Exercise: Turn every line of the data below into a numbered list, and drop any blank lines.
----- Input records -----
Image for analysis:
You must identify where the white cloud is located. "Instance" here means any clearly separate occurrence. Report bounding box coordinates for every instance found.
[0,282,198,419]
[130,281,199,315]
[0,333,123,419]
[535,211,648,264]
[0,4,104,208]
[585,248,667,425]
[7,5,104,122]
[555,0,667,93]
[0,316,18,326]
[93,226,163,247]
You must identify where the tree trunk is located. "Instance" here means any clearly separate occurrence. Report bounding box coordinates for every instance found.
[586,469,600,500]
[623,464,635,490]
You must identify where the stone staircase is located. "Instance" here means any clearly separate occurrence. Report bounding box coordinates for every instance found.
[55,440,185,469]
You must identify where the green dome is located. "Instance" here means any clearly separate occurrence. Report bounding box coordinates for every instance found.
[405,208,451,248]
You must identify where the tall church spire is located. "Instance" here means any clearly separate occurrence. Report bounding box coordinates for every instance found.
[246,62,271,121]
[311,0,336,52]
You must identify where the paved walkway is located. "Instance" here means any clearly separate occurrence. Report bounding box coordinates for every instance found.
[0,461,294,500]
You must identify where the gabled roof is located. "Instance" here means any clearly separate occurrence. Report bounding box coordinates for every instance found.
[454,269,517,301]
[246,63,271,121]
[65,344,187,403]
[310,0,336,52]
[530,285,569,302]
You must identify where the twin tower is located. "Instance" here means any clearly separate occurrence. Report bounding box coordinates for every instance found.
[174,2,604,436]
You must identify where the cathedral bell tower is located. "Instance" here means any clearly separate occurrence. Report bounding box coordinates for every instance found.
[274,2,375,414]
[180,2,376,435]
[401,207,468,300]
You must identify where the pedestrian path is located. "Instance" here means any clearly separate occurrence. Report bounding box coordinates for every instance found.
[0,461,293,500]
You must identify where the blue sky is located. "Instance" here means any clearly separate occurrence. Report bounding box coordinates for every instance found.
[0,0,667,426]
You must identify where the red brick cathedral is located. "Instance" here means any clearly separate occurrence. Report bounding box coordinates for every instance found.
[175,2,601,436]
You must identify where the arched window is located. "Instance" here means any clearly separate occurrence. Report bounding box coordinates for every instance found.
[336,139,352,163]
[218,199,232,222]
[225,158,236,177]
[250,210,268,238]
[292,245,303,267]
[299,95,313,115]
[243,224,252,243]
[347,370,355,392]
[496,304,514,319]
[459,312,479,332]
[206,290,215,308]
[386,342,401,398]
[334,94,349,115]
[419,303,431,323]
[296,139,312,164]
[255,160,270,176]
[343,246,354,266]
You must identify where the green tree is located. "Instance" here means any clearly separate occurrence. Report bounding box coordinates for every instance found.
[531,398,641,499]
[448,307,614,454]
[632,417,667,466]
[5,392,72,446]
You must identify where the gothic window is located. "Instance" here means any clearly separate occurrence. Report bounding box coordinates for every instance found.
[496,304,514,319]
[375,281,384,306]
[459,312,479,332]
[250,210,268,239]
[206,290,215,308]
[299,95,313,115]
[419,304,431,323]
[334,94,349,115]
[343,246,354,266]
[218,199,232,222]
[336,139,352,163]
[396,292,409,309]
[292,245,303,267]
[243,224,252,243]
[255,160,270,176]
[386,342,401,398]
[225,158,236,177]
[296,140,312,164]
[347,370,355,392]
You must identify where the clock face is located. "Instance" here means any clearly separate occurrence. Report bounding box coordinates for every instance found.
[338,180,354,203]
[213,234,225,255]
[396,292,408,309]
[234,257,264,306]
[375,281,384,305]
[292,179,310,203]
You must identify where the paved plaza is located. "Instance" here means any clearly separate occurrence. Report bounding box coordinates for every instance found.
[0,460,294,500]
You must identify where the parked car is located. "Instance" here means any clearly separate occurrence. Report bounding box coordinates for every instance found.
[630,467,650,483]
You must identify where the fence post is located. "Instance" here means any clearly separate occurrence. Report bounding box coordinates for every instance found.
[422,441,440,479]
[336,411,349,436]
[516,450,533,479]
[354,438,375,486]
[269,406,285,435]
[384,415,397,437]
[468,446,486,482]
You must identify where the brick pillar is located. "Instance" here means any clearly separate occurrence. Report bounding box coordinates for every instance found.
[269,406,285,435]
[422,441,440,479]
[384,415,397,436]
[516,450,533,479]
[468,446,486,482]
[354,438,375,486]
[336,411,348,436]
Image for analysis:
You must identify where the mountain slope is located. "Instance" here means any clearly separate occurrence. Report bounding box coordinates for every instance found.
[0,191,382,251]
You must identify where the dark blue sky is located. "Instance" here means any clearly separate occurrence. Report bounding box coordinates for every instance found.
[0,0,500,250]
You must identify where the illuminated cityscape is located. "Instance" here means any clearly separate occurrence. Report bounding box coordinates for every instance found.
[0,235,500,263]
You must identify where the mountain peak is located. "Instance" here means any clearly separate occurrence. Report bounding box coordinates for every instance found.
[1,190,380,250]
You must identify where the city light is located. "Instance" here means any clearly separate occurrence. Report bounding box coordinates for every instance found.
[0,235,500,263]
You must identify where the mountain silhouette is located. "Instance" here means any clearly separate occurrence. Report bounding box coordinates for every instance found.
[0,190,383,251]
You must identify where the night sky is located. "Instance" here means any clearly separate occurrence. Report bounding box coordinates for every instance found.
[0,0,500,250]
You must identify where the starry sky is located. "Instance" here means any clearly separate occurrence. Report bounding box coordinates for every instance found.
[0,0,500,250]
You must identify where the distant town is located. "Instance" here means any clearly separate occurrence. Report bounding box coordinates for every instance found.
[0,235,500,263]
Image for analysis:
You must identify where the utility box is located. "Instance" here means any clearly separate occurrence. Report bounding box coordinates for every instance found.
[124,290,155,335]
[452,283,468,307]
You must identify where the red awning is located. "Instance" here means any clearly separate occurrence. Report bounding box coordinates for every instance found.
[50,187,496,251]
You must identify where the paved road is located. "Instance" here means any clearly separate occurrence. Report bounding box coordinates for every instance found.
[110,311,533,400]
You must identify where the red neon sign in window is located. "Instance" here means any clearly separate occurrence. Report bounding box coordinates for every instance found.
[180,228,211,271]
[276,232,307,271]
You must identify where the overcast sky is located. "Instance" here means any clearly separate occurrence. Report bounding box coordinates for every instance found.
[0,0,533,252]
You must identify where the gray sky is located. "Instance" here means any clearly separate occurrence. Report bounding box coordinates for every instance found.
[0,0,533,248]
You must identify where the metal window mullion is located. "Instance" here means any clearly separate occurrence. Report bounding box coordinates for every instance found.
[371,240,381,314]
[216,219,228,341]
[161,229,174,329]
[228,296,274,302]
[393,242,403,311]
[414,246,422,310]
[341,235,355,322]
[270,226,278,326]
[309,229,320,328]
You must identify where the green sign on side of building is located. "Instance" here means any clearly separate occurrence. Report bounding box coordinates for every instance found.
-----
Answer to this exercise:
1. Image for analysis:
2. You must identify where the white cloud is located. "Instance" here means any clearly separate occurrence. Report bounding box coordinates for every instance found.
3. [0,282,198,419]
4. [130,281,199,315]
5. [0,333,123,419]
6. [535,211,648,264]
7. [0,4,104,208]
8. [585,248,667,425]
9. [7,5,104,122]
10. [555,0,667,93]
11. [0,316,18,326]
12. [93,226,163,247]
13. You must identify where the tree trunk is located. "Instance" here means any clearly separate occurrence. Report bounding box coordinates for every instance found.
14. [586,469,600,500]
15. [623,464,635,490]
16. You must identify where the stone staircase is located. "Instance" here means any clearly separate occurrence. Report bounding box coordinates for every instance found.
17. [55,440,185,469]
18. You must identify where the green dome is located. "Instance" here means any clearly separate occurrence. Report bounding box coordinates for every instance found.
19. [405,208,451,248]
20. You must identify where the tall church spire is located. "Instance" here means any clearly separate occurrence. Report bounding box coordinates for every instance found.
21. [246,62,271,121]
22. [311,0,336,52]
23. You must identify where the paved walkway is located. "Instance" here means any clearly separate occurrence. Report bounding box coordinates for every instance found.
24. [0,461,294,500]
25. You must identify where the gabled roof is located. "Instance" here means any clearly separate occurrence. Report bounding box coordinates for every instance found.
26. [454,269,517,301]
27. [246,63,271,121]
28. [65,344,187,403]
29. [310,0,336,52]
30. [530,285,569,302]
31. You must identify where the twin tower is located. "Instance" here means any clearly separate occurrence. Report bounding box coordinates for every instance found.
32. [174,2,604,436]
33. You must identify where the cathedral bell tower is located. "Instance" here means any clearly separate occurrence. Report bounding box coordinates for every instance found.
34. [274,2,375,414]
35. [180,2,376,435]
36. [401,207,468,300]
37. You must identify where the pedestrian path is located. "Instance" here means any clearly separate occurrence. Report bounding box coordinates for every instance found.
38. [0,461,293,500]
39. You must identify where the blue sky is located. "Instance" here means any clearly separate occurrence. Report bounding box coordinates for every instance found.
40. [0,0,667,426]
41. You must identify where the red brick cathedral is located. "Instance" here means any clearly separate occurrence. Report bounding box coordinates for every instance found.
42. [175,2,601,436]
43. You must identify where the arched window is located. "Instance" here means any clearly separate occurrence. Report bounding box coordinates for every instance found.
44. [336,139,352,163]
45. [218,199,232,222]
46. [225,158,236,177]
47. [250,210,268,238]
48. [292,245,303,267]
49. [299,95,313,115]
50. [243,224,252,243]
51. [347,370,355,392]
52. [496,304,514,319]
53. [459,312,479,332]
54. [206,290,215,308]
55. [386,342,401,398]
56. [334,94,349,115]
57. [419,303,431,323]
58. [296,139,312,164]
59. [255,160,270,176]
60. [343,246,354,266]
61. You must identify where the green tree is located. "Instance" here means any clearly separate occurrence. Report bounding box coordinates for every instance found.
62. [531,398,641,499]
63. [448,307,614,454]
64. [632,417,667,466]
65. [5,392,72,446]
66. You must identify where the gothic window is located. "Instance" here means any clearly separate occurrence. Report bounding box coordinates for every instance found.
67. [496,304,514,319]
68. [375,281,384,306]
69. [459,312,479,332]
70. [250,210,268,239]
71. [206,290,215,308]
72. [299,95,313,115]
73. [419,304,431,323]
74. [334,94,349,115]
75. [343,246,354,266]
76. [218,199,232,222]
77. [336,139,352,163]
78. [396,292,409,309]
79. [292,245,303,267]
80. [243,224,252,243]
81. [255,160,270,176]
82. [386,342,401,398]
83. [225,158,236,177]
84. [296,140,312,164]
85. [347,370,355,392]
86. You must identify where the clock face is located. "Instance" here means any clearly separate occurrence. Report bounding box coordinates for every instance found.
87. [338,180,354,203]
88. [213,234,225,255]
89. [396,292,408,309]
90. [234,257,264,306]
91. [375,281,384,305]
92. [292,179,310,203]
93. You must identify where the paved plaza is located. "Instance" here means any clearly separate occurrence. Report bounding box coordinates for every instance found.
94. [0,460,294,500]
95. You must identify where the parked car is located. "Instance" here means any clearly separate occurrence. Report bounding box coordinates for every instance found.
96. [630,467,650,483]
97. You must identify where the fence post is located. "Instance" here means any clearly separate occurrence. Report bounding box coordinates for every instance found.
98. [422,441,440,479]
99. [336,411,349,436]
100. [516,450,533,479]
101. [354,438,375,486]
102. [269,406,285,435]
103. [384,415,397,437]
104. [468,446,486,482]
105. You must identify where the brick pillar is located. "Instance" here means any clearly separate occurrence. Report bounding box coordinates for every instance found.
106. [269,406,285,435]
107. [422,441,440,479]
108. [384,415,397,436]
109. [516,450,533,479]
110. [468,446,486,482]
111. [354,438,375,486]
112. [336,411,348,436]
113. Image for analysis:
114. You must identify where the mountain slope is located. "Instance" here means any clearly separate occurrence. Report bounding box coordinates for every instance found.
115. [0,191,382,251]
116. You must identify where the dark blue sky is located. "Instance" here means any clearly separate occurrence. Report bounding box coordinates for every instance found.
117. [0,0,500,250]
118. You must identify where the illuminated cityscape is located. "Instance" here means any clearly separate occurrence. Report bounding box coordinates for every instance found.
119. [0,235,500,263]
120. You must identify where the mountain peak is located. "Instance" here means any clearly separate occurrence. Report bounding box coordinates for every instance found.
121. [1,190,380,250]
122. You must identify where the city light is located. "Instance" here means any clearly separate occurrence. Report bounding box coordinates for every instance found.
123. [0,235,500,263]
124. You must identify where the mountain silhouette is located. "Instance" here means any clearly separate occurrence. Report bounding box coordinates for every instance found.
125. [0,190,383,251]
126. You must identify where the night sky is located. "Instance" here means any clearly separate occurrence. Report bounding box coordinates for every instance found.
127. [0,0,500,250]
128. You must identify where the starry sky is located. "Instance" here means any clearly separate occurrence. Report bounding box coordinates for every instance found.
129. [0,0,500,250]
130. You must identify where the distant town is located. "Instance" here means any clearly separate occurrence. Report bounding box coordinates for every instance found.
131. [0,235,500,263]
132. Image for analysis:
133. You must identify where the utility box is located. "Instance" here means any clearly separate occurrence. Report bounding box coordinates for every instance found.
134. [124,290,155,335]
135. [452,283,468,307]
136. You must identify where the red awning is located. "Instance" here means any clearly separate occurrence. Report bounding box coordinates for every instance found.
137. [50,187,496,251]
138. You must identify where the paved road is located. "Instance" here means any clearly separate occurrence. Report bounding box coordinates for every instance found.
139. [110,311,533,400]
140. You must identify where the red neon sign in window is located. "Instance" here means any clearly separate occurrence. Report bounding box coordinates for every instance found.
141. [180,228,211,271]
142. [276,232,307,271]
143. You must identify where the overcast sky is located. "Instance" here means any clearly separate occurrence. Report bounding box coordinates for every instance found.
144. [0,0,533,252]
145. You must identify where the gray sky is located. "Instance" here means any clearly separate occurrence. Report bounding box coordinates for every instance found.
146. [0,0,533,248]
147. You must identify where the metal window mullion is located. "Instance" here means any clearly separate occurrence. Report bounding box coordinates for every instance found.
148. [371,240,381,314]
149. [216,219,228,341]
150. [161,229,174,329]
151. [228,296,274,302]
152. [393,242,403,311]
153. [414,246,422,310]
154. [341,235,355,322]
155. [270,226,278,326]
156. [309,229,320,328]
157. You must identify where the green sign on side of building is located. "Instance" here means any clearly separate occurrence. Report bounding box coordinates for every instance found.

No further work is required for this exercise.